◆ **TASK TO CARRY OUT**:
Output every line of the items below as a JSON list of strings, one string per line, with blank lines skipped and the pictures left out.

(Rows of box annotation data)
_ _ _

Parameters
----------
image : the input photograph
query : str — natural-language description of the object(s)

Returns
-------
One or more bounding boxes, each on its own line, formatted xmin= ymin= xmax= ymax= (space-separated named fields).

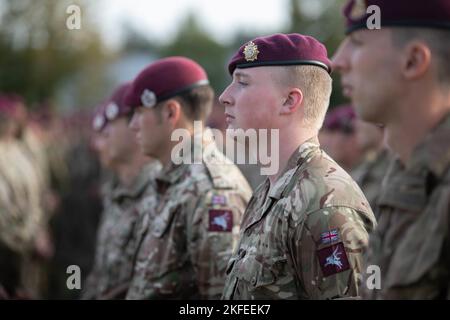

_ _ _

◆ **RESULT FOR THIS EXERCISE**:
[
  "Parameters",
  "----------",
  "image : the input photograph",
  "query : str — natural-language description of the object(s)",
  "Returns",
  "-------",
  "One or more bounding boxes, each on its own line, formatted xmin= ymin= xmax= ymax= (space-separated named fields)."
]